- TASK STATEMENT
Put the lines of the items from the line containing "label the red" through the line containing "label the ocean, a point per instance.", both included, into a Markdown table with the columns Row and Line. Number each line and leave out any blank lines.

- DATA SUPPLIED
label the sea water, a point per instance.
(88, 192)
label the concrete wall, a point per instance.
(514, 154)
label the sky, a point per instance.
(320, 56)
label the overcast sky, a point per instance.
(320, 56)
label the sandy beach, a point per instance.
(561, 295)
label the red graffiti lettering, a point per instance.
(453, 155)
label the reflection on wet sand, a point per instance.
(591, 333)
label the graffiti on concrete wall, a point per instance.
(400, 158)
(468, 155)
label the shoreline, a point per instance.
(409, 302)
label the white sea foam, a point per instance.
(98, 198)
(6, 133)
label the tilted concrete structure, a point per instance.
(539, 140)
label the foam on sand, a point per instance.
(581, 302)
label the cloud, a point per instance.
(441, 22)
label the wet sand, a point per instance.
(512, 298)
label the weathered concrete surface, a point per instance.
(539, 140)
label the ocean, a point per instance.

---

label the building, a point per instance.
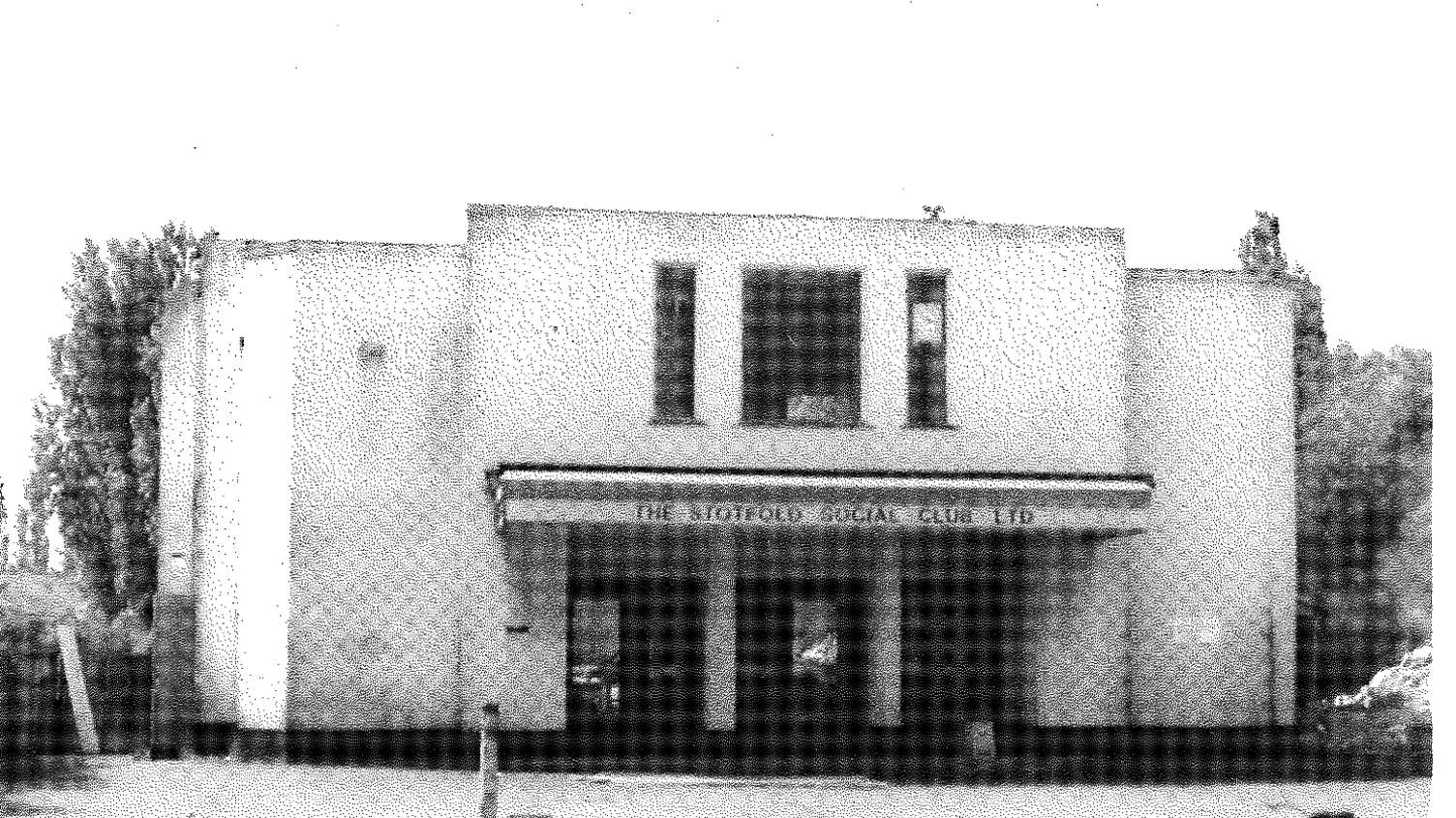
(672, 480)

- SOLUTION FOR THIS TASK
| Row | Line |
|---|---|
| 1 | label the red graffiti lettering, a point per instance. |
| 2 | (453, 155) |
| 3 | label the reflection on wet sand, a point per instance. |
| 4 | (591, 333) |
| 5 | label the graffiti on concrete wall, a point per instance. |
| 6 | (400, 158) |
| 7 | (468, 155) |
| 8 | label the shoreline, a point per instance. |
| 9 | (409, 302) |
| 10 | label the white sea foam, a point per instance. |
| 11 | (98, 198) |
| 12 | (6, 133) |
| 13 | label the tilted concrete structure, a point per instance. |
| 14 | (539, 140) |
| 15 | label the foam on sand, a point per instance. |
| 16 | (581, 302) |
| 17 | label the cloud, a point per instance. |
| 18 | (441, 22) |
| 19 | label the wet sand, a point per instance. |
| 20 | (512, 298) |
| 21 | label the weathered concrete surface, a point per instance. |
| 22 | (539, 140) |
| 23 | label the ocean, a point per instance. |